A block of data:
|---|

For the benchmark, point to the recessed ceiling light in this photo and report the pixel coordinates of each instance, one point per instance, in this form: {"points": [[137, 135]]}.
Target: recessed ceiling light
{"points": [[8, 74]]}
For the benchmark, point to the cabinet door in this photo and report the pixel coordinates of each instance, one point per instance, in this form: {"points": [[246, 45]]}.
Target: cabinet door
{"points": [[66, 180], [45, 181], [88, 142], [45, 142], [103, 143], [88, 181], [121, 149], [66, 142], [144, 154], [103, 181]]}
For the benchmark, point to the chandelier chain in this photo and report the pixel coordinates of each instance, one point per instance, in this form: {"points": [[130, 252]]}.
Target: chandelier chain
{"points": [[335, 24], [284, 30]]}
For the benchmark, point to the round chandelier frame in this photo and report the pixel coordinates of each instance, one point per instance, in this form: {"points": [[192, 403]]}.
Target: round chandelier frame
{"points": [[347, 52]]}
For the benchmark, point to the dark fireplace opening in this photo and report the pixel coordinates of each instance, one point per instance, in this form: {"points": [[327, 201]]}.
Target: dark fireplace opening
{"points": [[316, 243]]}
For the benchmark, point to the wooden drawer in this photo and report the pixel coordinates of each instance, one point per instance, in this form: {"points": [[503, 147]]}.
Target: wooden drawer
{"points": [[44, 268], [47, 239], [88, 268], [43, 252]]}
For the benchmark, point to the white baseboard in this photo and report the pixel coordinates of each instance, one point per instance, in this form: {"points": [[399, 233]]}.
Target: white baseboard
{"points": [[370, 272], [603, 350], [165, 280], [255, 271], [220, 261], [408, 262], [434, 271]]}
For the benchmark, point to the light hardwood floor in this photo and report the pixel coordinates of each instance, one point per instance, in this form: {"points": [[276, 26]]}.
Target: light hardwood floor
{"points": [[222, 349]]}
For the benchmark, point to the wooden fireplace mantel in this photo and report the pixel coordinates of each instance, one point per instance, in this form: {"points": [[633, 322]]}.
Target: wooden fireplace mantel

|---|

> _Exercise instructions_: Rewrite the data from the line that contains "For the benchmark, point to the wooden fireplace" through the end of the data, putting "oak mantelpiece" wherever "wooden fireplace mantel" appears and leaving everything else unchanged.

> _The result_:
For the benchmark, point to the oak mantelpiece in this photo and report the pixel coordinates of each instance, one point per instance, in this form: {"points": [[633, 322]]}.
Target: oak mantelpiece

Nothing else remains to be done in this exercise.